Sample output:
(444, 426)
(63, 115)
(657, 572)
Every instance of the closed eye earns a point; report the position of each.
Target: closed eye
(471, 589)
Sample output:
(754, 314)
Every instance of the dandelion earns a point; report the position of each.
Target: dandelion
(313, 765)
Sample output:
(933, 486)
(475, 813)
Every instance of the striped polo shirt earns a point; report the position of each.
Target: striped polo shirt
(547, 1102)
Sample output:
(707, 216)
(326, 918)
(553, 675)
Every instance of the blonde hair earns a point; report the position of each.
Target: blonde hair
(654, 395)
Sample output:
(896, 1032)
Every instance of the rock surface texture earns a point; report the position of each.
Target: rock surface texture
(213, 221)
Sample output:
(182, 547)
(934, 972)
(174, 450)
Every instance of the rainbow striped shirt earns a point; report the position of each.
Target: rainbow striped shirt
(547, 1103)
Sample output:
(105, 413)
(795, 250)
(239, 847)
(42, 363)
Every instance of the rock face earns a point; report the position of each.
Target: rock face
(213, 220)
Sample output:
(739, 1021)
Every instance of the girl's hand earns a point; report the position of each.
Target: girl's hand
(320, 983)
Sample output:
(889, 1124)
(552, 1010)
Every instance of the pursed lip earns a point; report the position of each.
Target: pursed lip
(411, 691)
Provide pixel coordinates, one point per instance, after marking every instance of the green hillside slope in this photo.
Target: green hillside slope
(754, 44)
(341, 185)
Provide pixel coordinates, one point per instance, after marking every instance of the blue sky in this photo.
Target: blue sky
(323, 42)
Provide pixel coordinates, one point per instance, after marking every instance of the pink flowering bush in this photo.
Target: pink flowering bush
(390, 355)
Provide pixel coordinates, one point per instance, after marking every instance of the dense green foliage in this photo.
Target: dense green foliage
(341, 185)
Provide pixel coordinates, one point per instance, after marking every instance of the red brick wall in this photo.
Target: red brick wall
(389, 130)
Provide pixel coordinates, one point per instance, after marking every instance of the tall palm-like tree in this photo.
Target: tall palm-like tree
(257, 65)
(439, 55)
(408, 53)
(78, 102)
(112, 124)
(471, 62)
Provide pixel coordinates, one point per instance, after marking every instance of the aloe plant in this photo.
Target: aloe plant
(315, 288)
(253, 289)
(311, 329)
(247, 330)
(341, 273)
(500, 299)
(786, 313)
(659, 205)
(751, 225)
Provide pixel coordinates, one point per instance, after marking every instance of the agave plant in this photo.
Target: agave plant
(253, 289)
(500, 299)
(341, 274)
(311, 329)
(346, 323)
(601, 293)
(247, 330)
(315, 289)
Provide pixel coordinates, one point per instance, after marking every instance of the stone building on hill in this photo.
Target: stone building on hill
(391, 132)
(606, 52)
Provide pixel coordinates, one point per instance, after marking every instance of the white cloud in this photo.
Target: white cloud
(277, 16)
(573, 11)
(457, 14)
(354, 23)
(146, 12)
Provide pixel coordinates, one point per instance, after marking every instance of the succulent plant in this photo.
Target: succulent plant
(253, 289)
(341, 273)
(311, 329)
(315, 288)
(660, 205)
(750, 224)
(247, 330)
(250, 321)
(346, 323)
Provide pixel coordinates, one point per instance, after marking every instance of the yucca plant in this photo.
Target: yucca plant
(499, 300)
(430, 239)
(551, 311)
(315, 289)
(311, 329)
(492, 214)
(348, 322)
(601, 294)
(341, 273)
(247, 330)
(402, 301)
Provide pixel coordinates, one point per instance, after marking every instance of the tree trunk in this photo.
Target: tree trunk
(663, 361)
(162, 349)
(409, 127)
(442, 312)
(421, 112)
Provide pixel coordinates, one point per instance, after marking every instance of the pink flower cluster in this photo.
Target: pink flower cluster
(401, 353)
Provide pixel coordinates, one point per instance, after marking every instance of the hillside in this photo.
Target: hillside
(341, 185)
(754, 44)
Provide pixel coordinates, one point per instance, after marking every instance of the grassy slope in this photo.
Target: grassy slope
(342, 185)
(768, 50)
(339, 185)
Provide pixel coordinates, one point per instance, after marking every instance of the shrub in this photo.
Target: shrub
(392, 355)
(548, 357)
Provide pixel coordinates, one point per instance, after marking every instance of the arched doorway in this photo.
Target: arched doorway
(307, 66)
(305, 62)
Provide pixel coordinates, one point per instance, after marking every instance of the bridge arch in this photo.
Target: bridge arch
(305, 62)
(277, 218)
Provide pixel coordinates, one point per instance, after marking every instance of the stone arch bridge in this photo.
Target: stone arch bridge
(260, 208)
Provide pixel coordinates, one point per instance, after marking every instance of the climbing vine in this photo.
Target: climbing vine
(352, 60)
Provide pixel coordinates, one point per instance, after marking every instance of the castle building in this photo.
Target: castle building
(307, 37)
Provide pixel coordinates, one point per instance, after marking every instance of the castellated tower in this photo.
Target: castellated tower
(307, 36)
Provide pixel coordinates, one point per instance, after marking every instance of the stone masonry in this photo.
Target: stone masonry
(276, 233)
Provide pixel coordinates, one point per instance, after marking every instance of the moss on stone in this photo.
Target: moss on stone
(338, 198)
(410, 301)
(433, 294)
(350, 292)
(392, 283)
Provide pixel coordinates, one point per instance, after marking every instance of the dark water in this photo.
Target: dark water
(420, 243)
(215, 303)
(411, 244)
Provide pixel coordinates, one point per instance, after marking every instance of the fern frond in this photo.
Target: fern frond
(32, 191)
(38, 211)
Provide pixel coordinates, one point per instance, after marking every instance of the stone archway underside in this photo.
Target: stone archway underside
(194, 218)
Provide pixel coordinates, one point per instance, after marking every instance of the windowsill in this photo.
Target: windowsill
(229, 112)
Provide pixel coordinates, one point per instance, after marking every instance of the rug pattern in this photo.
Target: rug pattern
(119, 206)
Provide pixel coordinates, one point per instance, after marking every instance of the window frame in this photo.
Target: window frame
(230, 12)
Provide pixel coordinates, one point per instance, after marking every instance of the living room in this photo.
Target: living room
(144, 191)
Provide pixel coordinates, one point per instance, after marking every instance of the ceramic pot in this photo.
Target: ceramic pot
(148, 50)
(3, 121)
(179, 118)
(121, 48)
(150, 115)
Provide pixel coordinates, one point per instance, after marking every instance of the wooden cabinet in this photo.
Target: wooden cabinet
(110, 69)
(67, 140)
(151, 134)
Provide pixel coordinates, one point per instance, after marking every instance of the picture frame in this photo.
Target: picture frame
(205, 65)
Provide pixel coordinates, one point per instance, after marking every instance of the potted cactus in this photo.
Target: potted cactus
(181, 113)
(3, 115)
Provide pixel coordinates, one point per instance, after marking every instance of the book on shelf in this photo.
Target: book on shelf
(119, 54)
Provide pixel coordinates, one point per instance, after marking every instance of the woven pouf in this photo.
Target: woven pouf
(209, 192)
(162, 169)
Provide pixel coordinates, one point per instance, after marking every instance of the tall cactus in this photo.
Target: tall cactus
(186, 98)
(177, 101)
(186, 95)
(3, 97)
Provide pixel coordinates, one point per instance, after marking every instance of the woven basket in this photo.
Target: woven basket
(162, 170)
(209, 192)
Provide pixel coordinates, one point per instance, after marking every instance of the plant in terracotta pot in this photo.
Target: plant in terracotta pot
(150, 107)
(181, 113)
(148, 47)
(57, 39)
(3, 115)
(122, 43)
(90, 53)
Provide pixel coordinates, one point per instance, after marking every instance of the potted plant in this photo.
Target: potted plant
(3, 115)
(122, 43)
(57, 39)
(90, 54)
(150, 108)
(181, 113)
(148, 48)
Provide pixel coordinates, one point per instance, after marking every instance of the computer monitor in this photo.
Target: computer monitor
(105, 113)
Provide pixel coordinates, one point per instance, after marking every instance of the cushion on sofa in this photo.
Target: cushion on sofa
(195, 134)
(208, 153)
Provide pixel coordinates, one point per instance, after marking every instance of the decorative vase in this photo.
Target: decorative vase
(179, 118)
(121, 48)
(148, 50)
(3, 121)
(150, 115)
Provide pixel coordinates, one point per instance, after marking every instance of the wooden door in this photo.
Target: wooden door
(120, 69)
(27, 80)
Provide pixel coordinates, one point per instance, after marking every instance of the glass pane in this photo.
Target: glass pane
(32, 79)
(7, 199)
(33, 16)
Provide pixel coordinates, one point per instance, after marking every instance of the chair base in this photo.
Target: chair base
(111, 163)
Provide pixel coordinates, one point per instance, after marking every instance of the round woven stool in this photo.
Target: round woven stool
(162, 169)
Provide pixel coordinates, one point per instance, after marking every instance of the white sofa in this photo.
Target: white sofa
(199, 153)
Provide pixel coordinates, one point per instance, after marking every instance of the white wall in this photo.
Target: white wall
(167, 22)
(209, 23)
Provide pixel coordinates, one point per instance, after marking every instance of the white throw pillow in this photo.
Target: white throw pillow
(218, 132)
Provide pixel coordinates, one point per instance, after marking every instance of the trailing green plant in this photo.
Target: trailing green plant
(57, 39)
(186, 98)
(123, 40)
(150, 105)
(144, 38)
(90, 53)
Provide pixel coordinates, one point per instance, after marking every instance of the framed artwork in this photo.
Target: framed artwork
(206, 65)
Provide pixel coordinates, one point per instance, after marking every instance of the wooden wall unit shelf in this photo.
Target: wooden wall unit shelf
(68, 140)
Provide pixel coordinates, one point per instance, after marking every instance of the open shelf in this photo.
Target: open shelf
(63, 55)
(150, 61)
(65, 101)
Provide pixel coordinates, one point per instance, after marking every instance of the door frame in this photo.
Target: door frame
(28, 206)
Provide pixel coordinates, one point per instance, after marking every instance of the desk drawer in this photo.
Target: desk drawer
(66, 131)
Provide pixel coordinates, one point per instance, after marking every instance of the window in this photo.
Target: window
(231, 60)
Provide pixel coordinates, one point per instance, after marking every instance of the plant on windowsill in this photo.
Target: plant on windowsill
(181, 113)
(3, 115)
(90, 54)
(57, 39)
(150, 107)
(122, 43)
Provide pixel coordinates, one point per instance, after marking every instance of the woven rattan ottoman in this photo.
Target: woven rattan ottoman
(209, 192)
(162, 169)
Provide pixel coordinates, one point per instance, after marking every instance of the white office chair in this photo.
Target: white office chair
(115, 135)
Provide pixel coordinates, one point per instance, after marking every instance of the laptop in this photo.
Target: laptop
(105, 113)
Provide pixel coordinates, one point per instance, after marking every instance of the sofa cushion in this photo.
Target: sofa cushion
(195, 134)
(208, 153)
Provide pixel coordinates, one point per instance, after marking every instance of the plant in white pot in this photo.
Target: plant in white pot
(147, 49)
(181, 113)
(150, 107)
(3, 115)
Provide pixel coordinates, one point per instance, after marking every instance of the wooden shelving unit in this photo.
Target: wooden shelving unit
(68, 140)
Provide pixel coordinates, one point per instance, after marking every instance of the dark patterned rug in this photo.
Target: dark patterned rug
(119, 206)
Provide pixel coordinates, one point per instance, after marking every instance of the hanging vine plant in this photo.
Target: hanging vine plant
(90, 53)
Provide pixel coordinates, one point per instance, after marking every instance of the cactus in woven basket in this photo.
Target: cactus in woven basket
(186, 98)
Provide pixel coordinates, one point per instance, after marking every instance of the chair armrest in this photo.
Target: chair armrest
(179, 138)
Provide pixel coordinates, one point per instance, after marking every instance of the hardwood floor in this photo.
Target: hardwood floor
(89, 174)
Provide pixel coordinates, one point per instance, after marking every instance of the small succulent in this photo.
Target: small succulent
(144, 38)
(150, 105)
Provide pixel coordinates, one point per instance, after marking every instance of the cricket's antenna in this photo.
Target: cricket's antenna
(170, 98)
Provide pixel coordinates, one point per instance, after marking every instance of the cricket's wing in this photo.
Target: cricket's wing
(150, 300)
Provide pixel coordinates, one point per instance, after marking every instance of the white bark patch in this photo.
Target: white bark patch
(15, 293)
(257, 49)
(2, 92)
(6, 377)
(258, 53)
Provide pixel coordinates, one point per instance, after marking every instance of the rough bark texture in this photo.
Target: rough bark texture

◆ **ASSIGNED TASK**: After locating the line holding "Target: rainbow striped shirt" above, output exactly that line and every line after it through the line holding "(552, 1010)". Include nothing else.

◆ **WORKED SOLUTION**:
Target: rainbow striped shirt
(547, 1103)
Sample output:
(105, 413)
(795, 250)
(239, 847)
(42, 363)
Every instance of the rock face earns a point; report the position of each.
Target: rock face
(213, 220)
Sample output:
(739, 1021)
Every instance of the girl's hand earns a point; report the position of each.
Target: girl's hand
(320, 983)
Sample output:
(889, 1124)
(552, 1010)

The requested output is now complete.